Records from a data source:
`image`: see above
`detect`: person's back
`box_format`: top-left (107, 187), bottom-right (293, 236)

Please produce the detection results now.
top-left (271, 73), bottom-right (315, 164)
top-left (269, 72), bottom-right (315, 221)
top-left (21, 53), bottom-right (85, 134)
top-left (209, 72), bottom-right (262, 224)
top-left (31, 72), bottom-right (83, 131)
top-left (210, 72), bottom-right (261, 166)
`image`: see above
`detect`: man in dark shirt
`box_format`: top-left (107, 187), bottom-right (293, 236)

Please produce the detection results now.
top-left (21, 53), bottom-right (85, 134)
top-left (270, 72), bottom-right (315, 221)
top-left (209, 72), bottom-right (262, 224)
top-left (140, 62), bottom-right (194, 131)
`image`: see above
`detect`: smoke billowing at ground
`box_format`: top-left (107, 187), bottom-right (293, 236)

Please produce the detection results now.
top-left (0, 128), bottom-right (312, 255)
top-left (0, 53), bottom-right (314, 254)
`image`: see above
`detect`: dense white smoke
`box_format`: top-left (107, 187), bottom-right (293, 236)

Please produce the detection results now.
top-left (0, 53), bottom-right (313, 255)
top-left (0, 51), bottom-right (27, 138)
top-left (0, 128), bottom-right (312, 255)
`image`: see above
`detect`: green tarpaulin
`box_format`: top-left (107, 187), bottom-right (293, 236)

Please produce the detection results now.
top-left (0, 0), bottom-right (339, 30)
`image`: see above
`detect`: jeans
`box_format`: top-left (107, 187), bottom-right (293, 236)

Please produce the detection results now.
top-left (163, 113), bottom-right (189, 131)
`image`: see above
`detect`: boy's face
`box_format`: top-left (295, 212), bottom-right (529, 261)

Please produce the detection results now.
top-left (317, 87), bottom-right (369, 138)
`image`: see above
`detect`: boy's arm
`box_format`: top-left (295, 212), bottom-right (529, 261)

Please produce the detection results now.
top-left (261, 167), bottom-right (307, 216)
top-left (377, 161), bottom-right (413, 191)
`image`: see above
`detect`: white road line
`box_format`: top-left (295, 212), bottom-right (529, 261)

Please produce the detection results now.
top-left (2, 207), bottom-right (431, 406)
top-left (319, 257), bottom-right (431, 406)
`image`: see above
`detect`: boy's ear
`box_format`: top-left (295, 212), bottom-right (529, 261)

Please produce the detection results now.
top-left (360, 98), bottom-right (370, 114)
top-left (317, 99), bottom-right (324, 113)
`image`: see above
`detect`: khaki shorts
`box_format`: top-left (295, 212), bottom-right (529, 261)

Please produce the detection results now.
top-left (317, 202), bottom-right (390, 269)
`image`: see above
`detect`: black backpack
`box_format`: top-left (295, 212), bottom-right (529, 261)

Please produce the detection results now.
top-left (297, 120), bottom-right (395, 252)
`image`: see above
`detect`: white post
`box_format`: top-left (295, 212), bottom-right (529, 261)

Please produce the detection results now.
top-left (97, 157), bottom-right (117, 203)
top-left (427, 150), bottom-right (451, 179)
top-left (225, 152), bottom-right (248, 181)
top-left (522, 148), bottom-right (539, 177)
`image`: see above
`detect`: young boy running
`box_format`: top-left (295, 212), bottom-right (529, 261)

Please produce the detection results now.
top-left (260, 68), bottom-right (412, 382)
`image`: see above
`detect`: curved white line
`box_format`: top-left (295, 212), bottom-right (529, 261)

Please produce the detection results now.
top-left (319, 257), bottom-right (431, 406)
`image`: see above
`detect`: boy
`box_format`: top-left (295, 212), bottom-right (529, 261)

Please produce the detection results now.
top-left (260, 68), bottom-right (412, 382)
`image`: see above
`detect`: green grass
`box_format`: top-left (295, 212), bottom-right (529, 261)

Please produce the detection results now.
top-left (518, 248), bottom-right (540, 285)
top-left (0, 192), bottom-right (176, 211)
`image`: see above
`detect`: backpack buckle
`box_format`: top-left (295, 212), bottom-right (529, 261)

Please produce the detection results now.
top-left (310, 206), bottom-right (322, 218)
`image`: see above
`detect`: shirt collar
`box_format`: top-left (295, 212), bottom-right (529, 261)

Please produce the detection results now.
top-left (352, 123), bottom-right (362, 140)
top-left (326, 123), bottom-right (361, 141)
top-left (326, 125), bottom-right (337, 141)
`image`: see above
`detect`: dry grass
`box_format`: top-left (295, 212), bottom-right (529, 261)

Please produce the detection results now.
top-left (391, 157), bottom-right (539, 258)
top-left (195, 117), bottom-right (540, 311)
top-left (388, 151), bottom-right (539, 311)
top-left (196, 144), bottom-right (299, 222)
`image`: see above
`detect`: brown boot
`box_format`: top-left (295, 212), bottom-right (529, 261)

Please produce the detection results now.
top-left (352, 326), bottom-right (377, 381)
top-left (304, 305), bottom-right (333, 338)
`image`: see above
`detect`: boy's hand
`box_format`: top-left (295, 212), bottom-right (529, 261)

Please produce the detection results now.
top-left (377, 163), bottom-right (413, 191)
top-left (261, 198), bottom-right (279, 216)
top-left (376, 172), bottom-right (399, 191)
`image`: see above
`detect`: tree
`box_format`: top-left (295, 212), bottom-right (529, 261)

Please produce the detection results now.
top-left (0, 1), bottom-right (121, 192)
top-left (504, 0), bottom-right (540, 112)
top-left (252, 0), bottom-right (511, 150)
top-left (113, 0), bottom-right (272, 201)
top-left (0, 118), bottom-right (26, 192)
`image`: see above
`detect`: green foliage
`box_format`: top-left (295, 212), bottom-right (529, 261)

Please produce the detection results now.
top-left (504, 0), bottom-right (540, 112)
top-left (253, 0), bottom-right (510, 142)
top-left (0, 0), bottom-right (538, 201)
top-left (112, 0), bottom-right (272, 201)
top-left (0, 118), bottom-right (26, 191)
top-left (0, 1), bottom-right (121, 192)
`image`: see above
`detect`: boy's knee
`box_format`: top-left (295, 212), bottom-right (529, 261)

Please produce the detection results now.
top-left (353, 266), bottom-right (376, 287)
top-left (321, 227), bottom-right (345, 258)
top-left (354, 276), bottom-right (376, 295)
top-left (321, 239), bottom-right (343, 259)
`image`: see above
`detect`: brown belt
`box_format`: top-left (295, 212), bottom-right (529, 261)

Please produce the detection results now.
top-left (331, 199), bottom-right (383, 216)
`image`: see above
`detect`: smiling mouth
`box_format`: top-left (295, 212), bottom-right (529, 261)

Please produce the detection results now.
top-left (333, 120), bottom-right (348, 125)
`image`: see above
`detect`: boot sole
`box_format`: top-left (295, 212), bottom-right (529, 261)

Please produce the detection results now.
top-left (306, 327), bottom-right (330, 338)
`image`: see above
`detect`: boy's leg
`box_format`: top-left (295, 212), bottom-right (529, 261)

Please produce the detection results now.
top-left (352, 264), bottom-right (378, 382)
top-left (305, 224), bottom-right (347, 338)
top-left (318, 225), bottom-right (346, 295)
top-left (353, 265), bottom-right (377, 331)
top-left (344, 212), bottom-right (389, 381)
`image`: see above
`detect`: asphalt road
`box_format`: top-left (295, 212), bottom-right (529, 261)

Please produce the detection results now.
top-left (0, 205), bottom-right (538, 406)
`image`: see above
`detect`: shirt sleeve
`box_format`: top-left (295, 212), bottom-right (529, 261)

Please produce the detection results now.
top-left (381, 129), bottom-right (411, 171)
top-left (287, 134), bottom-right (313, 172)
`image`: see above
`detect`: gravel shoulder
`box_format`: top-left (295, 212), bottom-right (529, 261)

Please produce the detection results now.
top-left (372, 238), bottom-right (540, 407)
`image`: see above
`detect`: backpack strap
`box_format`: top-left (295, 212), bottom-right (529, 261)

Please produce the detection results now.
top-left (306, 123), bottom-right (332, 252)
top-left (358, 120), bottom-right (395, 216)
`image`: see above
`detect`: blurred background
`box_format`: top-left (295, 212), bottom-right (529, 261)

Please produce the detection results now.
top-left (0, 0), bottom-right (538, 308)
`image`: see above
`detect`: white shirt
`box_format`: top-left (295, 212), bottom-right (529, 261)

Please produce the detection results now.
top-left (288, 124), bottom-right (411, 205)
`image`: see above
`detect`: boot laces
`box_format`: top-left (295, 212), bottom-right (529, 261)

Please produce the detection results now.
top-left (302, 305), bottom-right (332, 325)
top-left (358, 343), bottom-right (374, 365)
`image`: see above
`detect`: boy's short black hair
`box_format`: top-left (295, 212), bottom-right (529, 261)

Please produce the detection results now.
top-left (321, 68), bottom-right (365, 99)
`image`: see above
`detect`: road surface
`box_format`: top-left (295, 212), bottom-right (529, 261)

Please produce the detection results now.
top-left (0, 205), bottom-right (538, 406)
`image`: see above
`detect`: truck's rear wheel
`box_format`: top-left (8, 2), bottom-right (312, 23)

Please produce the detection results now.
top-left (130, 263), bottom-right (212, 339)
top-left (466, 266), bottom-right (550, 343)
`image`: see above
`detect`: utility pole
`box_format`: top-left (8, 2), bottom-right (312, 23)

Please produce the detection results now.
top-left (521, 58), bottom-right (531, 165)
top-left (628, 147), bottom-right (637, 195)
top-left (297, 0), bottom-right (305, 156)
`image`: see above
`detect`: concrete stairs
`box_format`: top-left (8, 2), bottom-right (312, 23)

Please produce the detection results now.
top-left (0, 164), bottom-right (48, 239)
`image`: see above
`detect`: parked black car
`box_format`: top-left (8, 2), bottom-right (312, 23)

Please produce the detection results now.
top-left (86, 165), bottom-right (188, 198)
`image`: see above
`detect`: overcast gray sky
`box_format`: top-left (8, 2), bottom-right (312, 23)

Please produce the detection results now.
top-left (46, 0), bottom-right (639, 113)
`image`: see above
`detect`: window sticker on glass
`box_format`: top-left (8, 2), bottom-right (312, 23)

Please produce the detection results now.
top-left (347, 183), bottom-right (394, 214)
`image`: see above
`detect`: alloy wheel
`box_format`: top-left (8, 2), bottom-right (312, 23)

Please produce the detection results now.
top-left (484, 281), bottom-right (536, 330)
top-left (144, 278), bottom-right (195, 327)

Problem requirements: Wherever the word "grass" appears in a line of the data, copy that line.

Result for this task:
`detect`: green grass
`detect`: dry grass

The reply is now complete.